* **DIRECTIONS FOR THIS TASK**
Copy every entry below word for word, leaving the pictures out of your answer.

━━━━━ MATERIAL FOR THE TASK

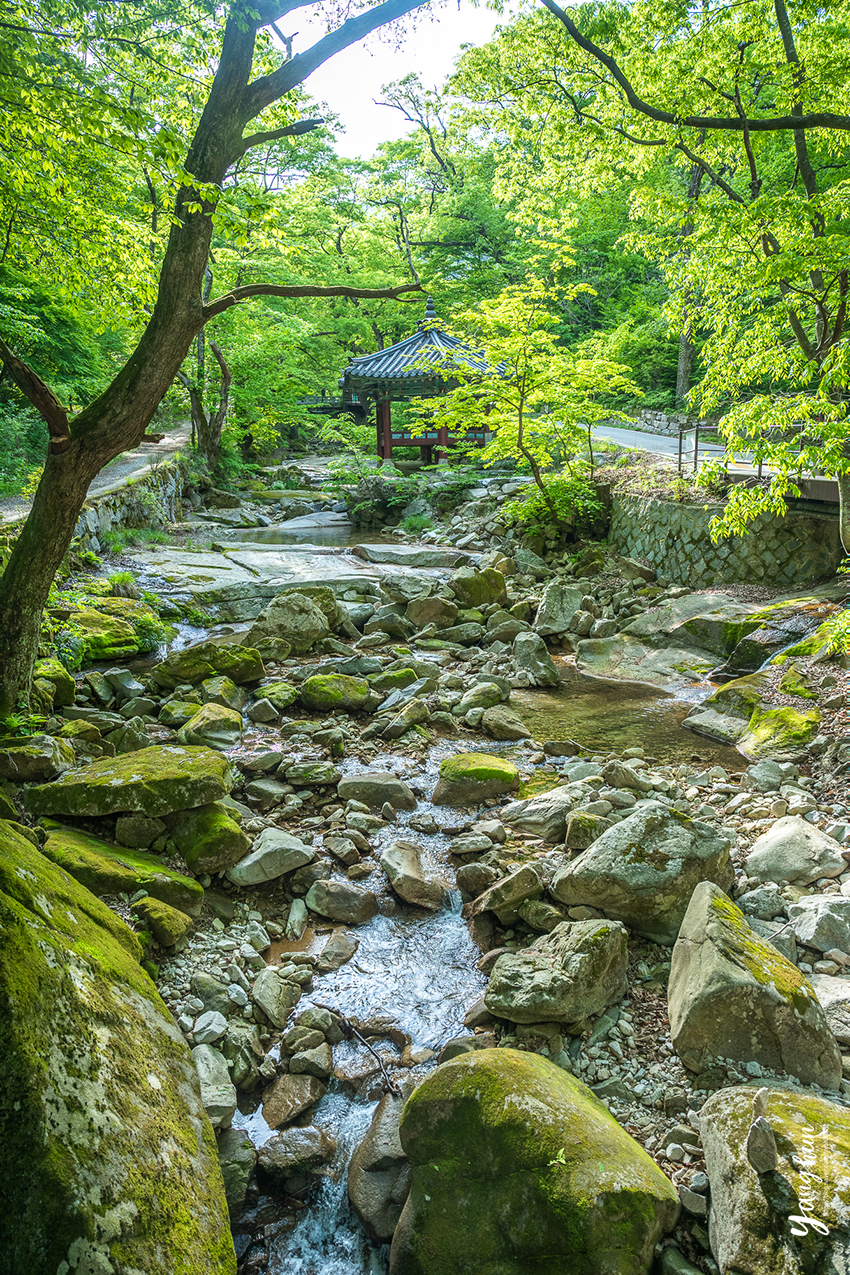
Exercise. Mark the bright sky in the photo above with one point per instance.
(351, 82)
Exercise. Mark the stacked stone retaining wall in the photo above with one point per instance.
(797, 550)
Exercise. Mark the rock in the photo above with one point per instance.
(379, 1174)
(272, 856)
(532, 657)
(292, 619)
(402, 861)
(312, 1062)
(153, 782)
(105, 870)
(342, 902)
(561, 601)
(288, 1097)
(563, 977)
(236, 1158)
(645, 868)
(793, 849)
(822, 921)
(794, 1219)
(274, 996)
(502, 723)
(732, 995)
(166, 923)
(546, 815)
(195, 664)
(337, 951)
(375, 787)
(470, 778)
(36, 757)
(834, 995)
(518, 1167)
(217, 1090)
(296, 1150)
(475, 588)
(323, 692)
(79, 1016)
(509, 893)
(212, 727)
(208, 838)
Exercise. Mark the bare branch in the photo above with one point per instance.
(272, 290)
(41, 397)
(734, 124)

━━━━━━━━━━

* **WORKED ANSWER**
Exercise. Mark the bright sky in the photo above with one point per instance.
(351, 82)
Exercise. Mark the stacked stone retaining wall in the photo above with one point per instance.
(797, 550)
Exercise. Mark the rock in the photo above with one point per instance.
(379, 1174)
(272, 856)
(532, 657)
(292, 619)
(402, 861)
(312, 1062)
(153, 782)
(105, 870)
(342, 902)
(561, 601)
(288, 1097)
(563, 977)
(236, 1158)
(645, 868)
(793, 849)
(822, 921)
(794, 1219)
(274, 996)
(502, 723)
(732, 995)
(166, 923)
(546, 815)
(195, 664)
(337, 951)
(375, 787)
(470, 778)
(36, 757)
(834, 995)
(518, 1167)
(217, 1090)
(296, 1150)
(475, 588)
(323, 692)
(79, 1016)
(509, 893)
(212, 727)
(208, 838)
Exercise. Mark the bare branch in the photo above with one point per instance.
(272, 290)
(41, 397)
(734, 124)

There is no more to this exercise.